━━━━━ INFORMATION PROVIDED
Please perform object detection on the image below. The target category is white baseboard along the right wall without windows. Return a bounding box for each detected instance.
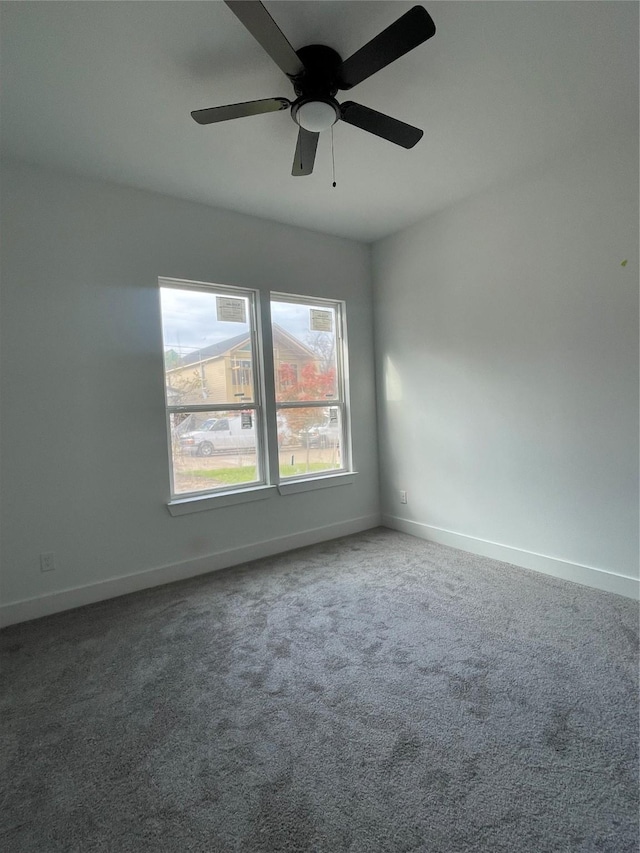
[382,515,640,599]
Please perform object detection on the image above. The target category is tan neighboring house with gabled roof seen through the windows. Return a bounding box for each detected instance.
[166,324,319,405]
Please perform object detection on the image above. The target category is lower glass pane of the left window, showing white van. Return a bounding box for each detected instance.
[169,409,260,494]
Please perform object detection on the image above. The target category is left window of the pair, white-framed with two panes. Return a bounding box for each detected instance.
[160,280,265,497]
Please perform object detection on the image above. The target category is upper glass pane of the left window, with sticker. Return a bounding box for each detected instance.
[160,287,255,406]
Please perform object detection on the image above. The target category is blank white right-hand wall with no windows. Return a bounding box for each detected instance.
[373,129,638,594]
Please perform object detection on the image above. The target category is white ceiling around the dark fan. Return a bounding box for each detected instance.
[0,0,638,241]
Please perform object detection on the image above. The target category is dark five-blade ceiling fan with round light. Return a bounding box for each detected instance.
[191,0,436,176]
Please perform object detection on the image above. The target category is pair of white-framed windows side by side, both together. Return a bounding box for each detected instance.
[160,279,350,500]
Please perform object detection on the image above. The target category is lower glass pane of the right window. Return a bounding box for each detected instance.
[278,406,343,477]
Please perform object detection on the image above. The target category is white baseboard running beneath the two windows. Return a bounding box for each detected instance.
[0,514,380,627]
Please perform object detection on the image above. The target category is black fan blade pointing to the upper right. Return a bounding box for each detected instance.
[340,6,436,89]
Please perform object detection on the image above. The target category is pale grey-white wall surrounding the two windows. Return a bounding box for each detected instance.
[1,163,379,621]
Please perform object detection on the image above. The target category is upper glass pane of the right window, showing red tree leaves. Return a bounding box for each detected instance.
[271,299,338,403]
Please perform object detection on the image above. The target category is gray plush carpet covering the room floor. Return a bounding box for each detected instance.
[0,529,638,853]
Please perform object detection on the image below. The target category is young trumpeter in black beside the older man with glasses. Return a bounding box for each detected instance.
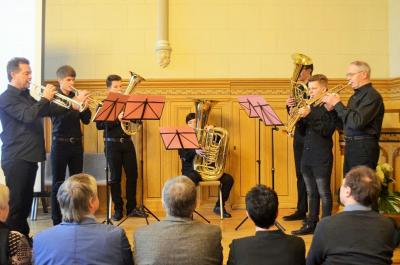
[292,74,338,235]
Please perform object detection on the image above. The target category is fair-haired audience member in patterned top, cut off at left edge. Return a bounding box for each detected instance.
[0,184,32,265]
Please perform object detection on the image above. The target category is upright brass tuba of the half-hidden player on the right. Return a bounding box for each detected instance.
[285,53,313,135]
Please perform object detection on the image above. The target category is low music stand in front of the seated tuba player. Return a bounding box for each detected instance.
[160,126,210,223]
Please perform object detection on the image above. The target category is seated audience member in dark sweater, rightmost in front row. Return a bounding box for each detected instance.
[307,166,397,265]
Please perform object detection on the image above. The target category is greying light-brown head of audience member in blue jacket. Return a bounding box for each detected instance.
[57,173,99,223]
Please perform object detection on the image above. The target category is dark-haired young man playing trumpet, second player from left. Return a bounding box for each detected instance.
[50,65,91,225]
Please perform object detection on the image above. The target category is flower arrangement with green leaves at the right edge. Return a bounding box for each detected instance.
[376,163,400,214]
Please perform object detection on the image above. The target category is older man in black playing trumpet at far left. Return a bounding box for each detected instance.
[0,57,70,236]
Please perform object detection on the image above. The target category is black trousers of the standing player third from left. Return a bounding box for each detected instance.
[104,141,138,212]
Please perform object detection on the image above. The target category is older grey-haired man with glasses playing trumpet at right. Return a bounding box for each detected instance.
[323,61,385,176]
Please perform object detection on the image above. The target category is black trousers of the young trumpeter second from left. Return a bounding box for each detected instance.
[50,141,83,225]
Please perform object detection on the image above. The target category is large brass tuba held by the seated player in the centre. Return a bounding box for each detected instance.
[193,99,228,181]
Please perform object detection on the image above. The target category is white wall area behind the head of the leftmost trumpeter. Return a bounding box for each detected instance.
[0,0,42,183]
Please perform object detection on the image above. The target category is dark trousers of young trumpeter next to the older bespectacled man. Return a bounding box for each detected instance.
[301,163,332,224]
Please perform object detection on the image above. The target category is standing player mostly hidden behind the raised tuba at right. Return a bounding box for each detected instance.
[283,64,314,221]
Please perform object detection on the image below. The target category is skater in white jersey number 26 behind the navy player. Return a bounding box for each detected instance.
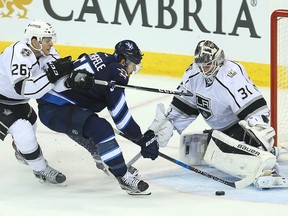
[0,20,91,184]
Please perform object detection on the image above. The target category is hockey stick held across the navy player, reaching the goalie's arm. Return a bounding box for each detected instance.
[94,80,193,96]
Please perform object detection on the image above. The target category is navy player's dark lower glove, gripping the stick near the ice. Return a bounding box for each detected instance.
[135,130,159,160]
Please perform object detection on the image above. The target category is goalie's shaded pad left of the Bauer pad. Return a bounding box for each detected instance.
[179,131,208,166]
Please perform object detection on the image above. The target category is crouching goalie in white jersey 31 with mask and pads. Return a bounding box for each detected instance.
[150,40,287,188]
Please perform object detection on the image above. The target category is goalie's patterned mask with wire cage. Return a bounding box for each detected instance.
[194,40,225,82]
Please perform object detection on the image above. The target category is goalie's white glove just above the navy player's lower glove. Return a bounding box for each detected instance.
[149,103,174,147]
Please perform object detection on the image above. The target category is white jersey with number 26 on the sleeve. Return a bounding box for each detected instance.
[0,41,59,105]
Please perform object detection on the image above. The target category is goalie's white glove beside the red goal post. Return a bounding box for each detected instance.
[239,120,275,152]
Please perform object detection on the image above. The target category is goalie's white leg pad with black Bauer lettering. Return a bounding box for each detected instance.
[204,130,276,180]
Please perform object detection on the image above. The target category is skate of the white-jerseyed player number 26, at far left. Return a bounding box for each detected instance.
[33,165,66,184]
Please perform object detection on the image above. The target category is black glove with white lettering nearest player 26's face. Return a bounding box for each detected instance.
[45,56,73,83]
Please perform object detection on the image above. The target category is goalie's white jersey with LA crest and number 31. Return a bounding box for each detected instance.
[167,60,270,133]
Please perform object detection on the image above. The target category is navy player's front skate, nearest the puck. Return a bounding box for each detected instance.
[116,171,151,195]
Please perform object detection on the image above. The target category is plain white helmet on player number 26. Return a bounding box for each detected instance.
━━━━━━━━━━
WHAT TO PRODUCE:
A faithful copy of all the data above, without its pictures, is the expected result.

EXERCISE RESULT:
Please perform object detection on the image below. The target category is white baseboard along the right wall without windows. Return a bounding box for each detected instance.
[382,515,640,599]
Please perform object detection on the image above. The target category is tan neighboring house with gabled roof seen through the windows. Return a bounding box for each detected instance.
[166,324,319,405]
Please perform object detection on the image above. The target category is lower glass pane of the left window, showing white van. Return a bounding box for each detected instance.
[169,409,260,494]
Please perform object detection on the image above. The target category is left window of the pair, white-framed with two panes. Return a bounding box for each detected instance.
[160,280,265,497]
Please perform object detection on the image above. The target category is upper glass pane of the left window, with sticker. Return a bounding box for each detected instance.
[160,287,255,406]
Please perform object detection on the image above. The target category is blank white right-hand wall with no windows. Return a bounding box for each detected instance.
[373,129,638,594]
Please perform object detection on the image above. The target category is white ceiling around the dark fan. Return a bounding box for each detected instance.
[0,0,638,241]
Please perform object detection on the image above. The target category is dark five-blade ceiling fan with round light. Return a bounding box for each detected instance.
[191,0,436,176]
Please perform object detection on the image above. The target category is pair of white-framed windows side by side, both together. Return a bounding box for each detected instance.
[160,279,350,500]
Please perform object detection on the image above. The target category is lower glass pane of the right window. Return a bounding box for each detected instance.
[278,406,343,477]
Please perform object detection on the image above. The target category is white baseboard running beneath the two windows. Return a bounding box for each detected instance.
[0,514,380,627]
Please perform object detection on the image above. The target category is black fan blade pointing to the upper right. Return a bounding box for each detected instance.
[340,6,436,89]
Please perform object detection on the image above. The target category is pale grey-white wall surrounding the two windows. Return a bounding box for each detected instance.
[1,163,379,621]
Please perform object detection on the image above. The target category is upper glass pane of the right window, showing red tree leaves. Return a bounding box for each detected instance.
[271,299,338,403]
Please perform object detection on the image above. The target category is gray plush carpet covering the room floor. Return a bounding box for each detected instance.
[0,529,638,853]
Please perform object detection on the image below. The target category is young trumpeter in black beside the older man with glasses. Return a bounding box for each detected instance.
[292,74,338,235]
Please perform object detection on the image above. The target category is fair-haired audience member in patterned top, cut off at left edge. Return a bounding box for each detected instance.
[0,184,32,265]
Please perform object detection on the image above. The target category is upright brass tuba of the half-hidden player on the right. Return a bounding box for each detected instance.
[285,53,313,135]
Please perform object detection on the image above. The target category is low music stand in front of the seated tuba player. Return a bounding box for each detected instance.
[160,126,210,223]
Please perform object detection on the image above. The target category is seated audience member in dark sweater, rightmost in front row. Return a bounding box for each detected instance.
[307,166,397,265]
Please perform object detection on the image above. The target category is greying light-brown head of audience member in blue jacket. Return a bounding box for each detected instance.
[57,173,99,223]
Please perform object detection on the image above. The target category is dark-haired young man playing trumpet, second player from left. Return a bounding box for each detected instance.
[50,65,91,225]
Please perform object detection on the image above. The target category is flower arrangement with green leaves at the right edge. Return a bounding box for each detected instance.
[376,163,400,214]
Please perform object detection on the image above. The target category is older man in black playing trumpet at far left. Return a bounding box for each detected instance.
[0,57,70,236]
Please perform object detection on the image above. The target category is black trousers of the standing player third from left. Return a bounding box for each detected instance.
[104,141,138,212]
Please perform object detection on the image above. The target category is older grey-haired man with glasses playing trumpet at right. Return a bounding box for each detected instance.
[323,61,385,176]
Please perform object detection on the image above. The target category is black trousers of the young trumpeter second from left. Return a bounding box for each detected instance.
[50,141,83,225]
Please perform object detection on the image above. The target category is large brass tuba held by the seated player in the centre. Return a bounding box for each detected instance.
[193,99,228,181]
Please perform object detection on the image above. The target category is white wall area behind the head of the leftmost trumpeter. Return a bounding box for each detected instance.
[0,0,42,183]
Please perform object detection on the image above. The target category is dark trousers of young trumpeter next to the older bespectacled man. Return a bounding box for each detected instance.
[301,163,332,224]
Please perform object detection on the image above. The target category is standing player mostly hidden behind the raised tuba at right. Return a bounding box for each detected instance.
[283,64,314,221]
Please perform object detection on the image below. The target category is skater in white jersey number 26 behind the navy player. Return a bounding box for each detected instance.
[0,20,91,184]
Please perform object detection on the image above. The target category is hockey stick held across the navy player, reaching the goalie's arm. Return a bounding box for each detected instance.
[94,80,193,96]
Please perform object detection on the image above. The target category is navy player's dark lower glove, gripping the stick near the ice. Return a bounding box for each detected instance.
[135,130,159,160]
Please perform object detection on the image above. The target category is goalie's shaded pad left of the Bauer pad. Return a bounding box for each detected instance.
[179,131,208,166]
Please perform object detection on the image above. The target category is crouching goalie in white jersey 31 with mask and pads. Return a bounding box for each detected instance.
[150,40,287,188]
Please perform object detection on the image above. The target category is goalie's patterned mask with wire cage. Return a bounding box for each detected instance.
[194,40,225,82]
Please perform object detection on the image above. The target category is goalie's white glove just above the navy player's lower glove. Return a bounding box for each detected instance.
[149,103,174,147]
Please perform object detection on the image above. The target category is white jersey with number 26 on the sleeve. Return a bounding box for each detected instance.
[0,41,59,105]
Please perform object detection on the image above. The target category is goalie's white glove beside the red goal post. Return a bounding box for each detected instance.
[239,120,275,152]
Please perform object detection on the image above. The target category is goalie's white leg pad with black Bauer lettering. Return a bounding box for each detected instance.
[204,130,276,180]
Please perform object detection on the image above. The target category is skate of the white-jerseyed player number 26, at far left. Return a bounding box for each detected instance.
[33,165,66,184]
Please perform object detection on the image above. The target category is black glove with white lettering nearest player 26's face. Return a bounding box for each detected instance.
[45,56,73,83]
Please perform object detection on the image above. The target category is goalie's white jersey with LA crest and number 31. Return a bounding box for each detected instance.
[167,60,270,133]
Please perform object detection on the image above. The target category is navy player's front skate, nearest the puck. Return a bounding box for each detected instance.
[116,171,151,195]
Please perform object detection on the image above. The target category is plain white helmet on player number 26. Return a bounding box for each detected instance.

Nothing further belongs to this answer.